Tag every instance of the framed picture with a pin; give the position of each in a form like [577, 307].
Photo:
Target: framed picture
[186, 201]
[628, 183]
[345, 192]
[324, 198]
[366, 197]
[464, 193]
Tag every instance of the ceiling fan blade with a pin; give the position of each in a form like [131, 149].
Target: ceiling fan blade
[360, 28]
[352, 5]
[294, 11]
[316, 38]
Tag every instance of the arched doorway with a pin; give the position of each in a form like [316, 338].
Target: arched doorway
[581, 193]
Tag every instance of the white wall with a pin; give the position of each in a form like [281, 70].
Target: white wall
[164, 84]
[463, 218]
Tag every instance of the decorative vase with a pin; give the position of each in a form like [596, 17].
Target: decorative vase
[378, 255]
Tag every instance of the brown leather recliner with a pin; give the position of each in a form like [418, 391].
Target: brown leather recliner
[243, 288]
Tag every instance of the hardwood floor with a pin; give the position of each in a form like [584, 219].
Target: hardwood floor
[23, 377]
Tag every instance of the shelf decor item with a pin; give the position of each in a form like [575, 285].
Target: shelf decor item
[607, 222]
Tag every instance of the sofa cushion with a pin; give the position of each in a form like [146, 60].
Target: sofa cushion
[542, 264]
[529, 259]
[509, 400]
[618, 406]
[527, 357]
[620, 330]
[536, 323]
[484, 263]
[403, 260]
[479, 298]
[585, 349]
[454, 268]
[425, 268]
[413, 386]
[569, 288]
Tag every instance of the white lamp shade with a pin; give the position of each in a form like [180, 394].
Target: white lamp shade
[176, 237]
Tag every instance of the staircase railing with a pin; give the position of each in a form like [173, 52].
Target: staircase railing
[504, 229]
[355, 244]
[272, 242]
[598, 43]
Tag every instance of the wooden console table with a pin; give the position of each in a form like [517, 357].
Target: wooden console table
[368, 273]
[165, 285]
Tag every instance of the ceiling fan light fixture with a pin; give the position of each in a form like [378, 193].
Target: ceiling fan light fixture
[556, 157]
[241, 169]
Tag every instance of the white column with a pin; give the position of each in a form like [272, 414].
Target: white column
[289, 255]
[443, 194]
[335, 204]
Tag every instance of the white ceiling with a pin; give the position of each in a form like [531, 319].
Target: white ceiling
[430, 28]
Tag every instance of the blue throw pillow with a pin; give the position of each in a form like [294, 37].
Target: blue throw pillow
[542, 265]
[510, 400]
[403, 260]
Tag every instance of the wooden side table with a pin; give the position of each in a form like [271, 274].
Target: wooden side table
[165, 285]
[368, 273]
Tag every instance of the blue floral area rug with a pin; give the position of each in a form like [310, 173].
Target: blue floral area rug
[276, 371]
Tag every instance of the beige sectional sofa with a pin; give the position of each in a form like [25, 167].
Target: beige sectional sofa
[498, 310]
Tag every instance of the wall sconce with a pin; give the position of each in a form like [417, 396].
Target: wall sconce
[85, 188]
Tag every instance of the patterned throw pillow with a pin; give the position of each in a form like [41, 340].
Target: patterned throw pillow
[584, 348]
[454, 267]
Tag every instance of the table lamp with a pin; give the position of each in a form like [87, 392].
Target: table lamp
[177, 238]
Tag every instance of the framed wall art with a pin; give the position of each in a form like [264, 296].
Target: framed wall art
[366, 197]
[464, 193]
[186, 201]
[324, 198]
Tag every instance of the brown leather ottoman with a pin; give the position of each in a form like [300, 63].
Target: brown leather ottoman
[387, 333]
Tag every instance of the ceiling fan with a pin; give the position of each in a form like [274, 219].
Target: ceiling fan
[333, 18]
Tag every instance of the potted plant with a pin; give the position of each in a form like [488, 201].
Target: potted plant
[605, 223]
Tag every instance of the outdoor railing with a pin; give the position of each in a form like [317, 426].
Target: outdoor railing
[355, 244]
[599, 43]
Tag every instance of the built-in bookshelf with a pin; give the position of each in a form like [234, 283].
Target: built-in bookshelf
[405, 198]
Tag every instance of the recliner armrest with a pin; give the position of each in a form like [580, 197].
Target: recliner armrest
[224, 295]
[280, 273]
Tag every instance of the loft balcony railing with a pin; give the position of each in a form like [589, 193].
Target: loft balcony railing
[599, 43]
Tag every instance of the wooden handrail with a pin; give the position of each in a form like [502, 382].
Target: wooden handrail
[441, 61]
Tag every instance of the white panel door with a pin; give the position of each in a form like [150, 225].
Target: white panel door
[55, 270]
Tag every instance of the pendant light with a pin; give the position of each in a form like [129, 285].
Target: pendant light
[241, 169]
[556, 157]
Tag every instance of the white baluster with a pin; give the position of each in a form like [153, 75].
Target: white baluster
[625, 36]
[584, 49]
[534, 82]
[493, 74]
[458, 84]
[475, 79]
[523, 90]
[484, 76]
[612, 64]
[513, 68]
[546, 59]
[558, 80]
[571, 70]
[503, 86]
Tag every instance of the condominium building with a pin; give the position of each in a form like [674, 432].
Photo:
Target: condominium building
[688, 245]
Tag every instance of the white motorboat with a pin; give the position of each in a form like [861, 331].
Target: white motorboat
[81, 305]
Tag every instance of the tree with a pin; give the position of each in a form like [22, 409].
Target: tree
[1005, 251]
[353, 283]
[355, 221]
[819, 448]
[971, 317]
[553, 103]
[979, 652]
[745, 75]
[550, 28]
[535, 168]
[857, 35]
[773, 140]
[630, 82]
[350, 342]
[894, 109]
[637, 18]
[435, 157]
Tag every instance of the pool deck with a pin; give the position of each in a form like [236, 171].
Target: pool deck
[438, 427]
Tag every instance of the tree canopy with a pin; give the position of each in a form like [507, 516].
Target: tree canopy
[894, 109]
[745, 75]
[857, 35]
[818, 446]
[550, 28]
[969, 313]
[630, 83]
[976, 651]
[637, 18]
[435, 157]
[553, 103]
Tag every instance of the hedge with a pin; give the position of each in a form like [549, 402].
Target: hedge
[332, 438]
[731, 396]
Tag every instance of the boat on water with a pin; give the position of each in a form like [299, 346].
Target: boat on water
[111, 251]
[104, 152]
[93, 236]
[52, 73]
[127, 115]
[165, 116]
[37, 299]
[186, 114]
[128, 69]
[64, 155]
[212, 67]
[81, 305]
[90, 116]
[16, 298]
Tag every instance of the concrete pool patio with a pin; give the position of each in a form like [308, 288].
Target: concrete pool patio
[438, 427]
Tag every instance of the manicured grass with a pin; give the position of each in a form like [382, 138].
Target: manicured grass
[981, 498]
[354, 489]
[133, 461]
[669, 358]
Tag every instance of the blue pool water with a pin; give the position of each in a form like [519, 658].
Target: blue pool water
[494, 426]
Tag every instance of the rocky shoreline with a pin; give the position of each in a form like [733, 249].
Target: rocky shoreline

#### TASK DESCRIPTION:
Repeat the records. Match them exactly.

#### EXPECTED ANSWER:
Tag every instance of the framed picture with a pin; give the position of each in a form like [577, 307].
Photo:
Target: framed picture
[186, 201]
[628, 183]
[345, 192]
[324, 198]
[366, 197]
[464, 193]
Tag every instance of the ceiling fan blade with a pin; give the position of each in a form like [131, 149].
Target: ceiling fan blade
[360, 28]
[352, 5]
[294, 11]
[316, 38]
Tag every instance of the arched doorway with a pin; give the position of each in a form like [316, 338].
Target: arched doorway
[581, 193]
Tag every instance of the white wall with a pin; give the position of each in a form like [281, 70].
Target: white wall
[164, 84]
[463, 218]
Tag every instance of the decorative vase with a pin; give the position of each in a form like [596, 17].
Target: decorative vase
[378, 255]
Tag every instance of the brown leather recliner with a pin; give the position of each in a form like [418, 391].
Target: brown leather recliner
[243, 288]
Tag every instance of the hardwood floor with a pin; give the position of each in a form like [584, 219].
Target: hardwood floor
[23, 377]
Tag every instance of the shelf decor item with a pin; give the position of each in a form like [575, 285].
Target: shelf decor item
[607, 222]
Tag every instance of the sofa cushion with a pin; give the position of each in a form like [146, 60].
Target: sofa cushion
[542, 264]
[529, 259]
[509, 400]
[618, 406]
[527, 357]
[620, 330]
[536, 323]
[484, 263]
[403, 260]
[479, 298]
[585, 349]
[454, 268]
[425, 268]
[413, 386]
[569, 288]
Tag every instance of the white lamp shade with a pin; give the position of each in a form like [180, 394].
Target: white lamp shade
[176, 237]
Tag every instance of the staircase railing with a pin; give the position of each in a form like [173, 52].
Target: staircase railing
[504, 229]
[355, 244]
[272, 242]
[598, 43]
Tag every instance of the wooden console table with a pin; give the position of each in a form like [517, 357].
Target: wooden console table
[368, 273]
[165, 285]
Tag every instance of the ceiling fan light fixture with a pin; give the position of each in a form like [378, 193].
Target: ceiling fan light fixture
[556, 157]
[241, 169]
Tag every instance of the white column with a pin; give the position of each in a form like [272, 414].
Target: white column
[289, 255]
[443, 194]
[335, 204]
Tag every instance of the white ceiling with a pin; give the position of each in a form like [531, 319].
Target: white ceiling
[430, 28]
Tag every instance of the blue throw pillow with a pin; give the position of each in a form like [294, 37].
Target: blue throw pillow
[542, 265]
[510, 400]
[403, 260]
Tag every instance of the wooden side table with a pin; give the position of each in a form like [271, 274].
Target: wooden side table
[165, 285]
[368, 273]
Tag every instance of the blue floral area rug with a pin; give the position of each in a form like [310, 173].
Target: blue floral area rug
[276, 371]
Tag every instance of the beige sectional sofa with a pin; give the position of each in a form like [25, 167].
Target: beige sectional sofa
[498, 310]
Tag every instance of the wall sconce with a pin; give the position of each in a form like [417, 396].
Target: wall sconce
[85, 188]
Tag every instance of the patterned throw pillow with a pin; give the position of each in a form like [41, 340].
Target: patterned throw pillow
[584, 348]
[454, 267]
Tag every instance of the table lamp with a pin; give the position of each in a form like [87, 392].
Target: table lamp
[177, 238]
Tag every instance of the framed wall art with a pin; give the position of each in a form like [264, 296].
Target: framed wall art
[366, 197]
[464, 193]
[186, 201]
[324, 198]
Tag every instance of the brown leather ottoman with a pin; give the position of each in a form like [300, 63].
Target: brown leather ottoman
[387, 333]
Tag every instance of the ceiling fan with a pin; give the position of each in a form like [274, 219].
Target: ceiling fan
[333, 18]
Tag every instance of the potted plant with a pin; give the position of each in a form like [488, 201].
Target: potted plant
[605, 223]
Tag every instance of the outdoor railing with a pin; give the position of each in a form like [317, 426].
Target: outdoor railing
[355, 244]
[599, 43]
Tag every instance of the built-in bookshelf with a pin; give the position of each in a form like [234, 283].
Target: built-in bookshelf
[405, 198]
Tag every instance of the recliner armrest with a pin; give the position of each in a form like [580, 197].
Target: recliner armrest
[224, 295]
[280, 273]
Tag every instance of the loft balcony railing with a pin; give the position of each in a form like [589, 193].
Target: loft balcony railing
[599, 43]
Tag every instance of the wooden handrail with a pin; give the position of each in a form like [502, 382].
Target: wooden handrail
[441, 61]
Tag every instance of the white panel door with a pin; give the position of each in a form like [150, 225].
Target: white panel door
[55, 270]
Tag every instance of the pendant light with a pin; give the position of each in a form like [129, 285].
Target: pendant light
[241, 169]
[556, 157]
Tag every instance of the white baluster with a pin; give the position of each in a form like [153, 75].
Target: white baluster
[625, 36]
[584, 49]
[534, 82]
[493, 74]
[458, 84]
[475, 79]
[523, 90]
[484, 76]
[612, 64]
[513, 68]
[546, 59]
[558, 80]
[571, 70]
[503, 86]
Tag every instance of the condominium building with a pin; give the position of each in a form like [674, 432].
Photo:
Target: condominium building
[688, 245]
Tag every instance of the white motorboat with a pin; give the position of each in a form like [861, 331].
Target: white motorboat
[81, 305]
Tag every instance of the tree with a pin; give the position of each in a form like [22, 409].
Target: tree
[1005, 251]
[353, 283]
[355, 221]
[819, 448]
[971, 317]
[553, 103]
[979, 652]
[745, 75]
[550, 28]
[535, 168]
[857, 35]
[773, 140]
[630, 82]
[350, 342]
[894, 109]
[637, 18]
[435, 157]
Tag every instance of the pool deck with a pin; give the position of each in a form like [236, 171].
Target: pool deck
[438, 427]
Tag every instance of the tree canopy with a pin; give the position of each in a form like [507, 516].
Target: tree canopy
[894, 109]
[745, 75]
[857, 35]
[818, 446]
[550, 28]
[969, 313]
[630, 83]
[976, 651]
[637, 18]
[435, 157]
[553, 103]
Tag every instance of the hedge with a pin; give the position of each in a form like [549, 402].
Target: hedge
[332, 438]
[731, 396]
Tag every instance of the boat on water with a pin; give the position of each in a form like [299, 346].
Target: boat on water
[111, 251]
[104, 152]
[93, 236]
[52, 73]
[127, 115]
[165, 116]
[37, 299]
[186, 114]
[128, 69]
[64, 155]
[212, 67]
[81, 305]
[90, 116]
[16, 298]
Tag every instance of the concrete pool patio with a pin; give the position of each in a form like [308, 288].
Target: concrete pool patio
[438, 427]
Tag every instance of the manicured grass with a pin; give the position of each in a form like [382, 138].
Target: manicured grass
[981, 498]
[354, 489]
[133, 461]
[669, 358]
Tag every instance of the blue pool water with a pin; give the position of each in a form like [519, 658].
Target: blue pool water
[494, 426]
Tag every instance of the rocky shoreline with a pin; give the position of each in a form like [733, 249].
Target: rocky shoreline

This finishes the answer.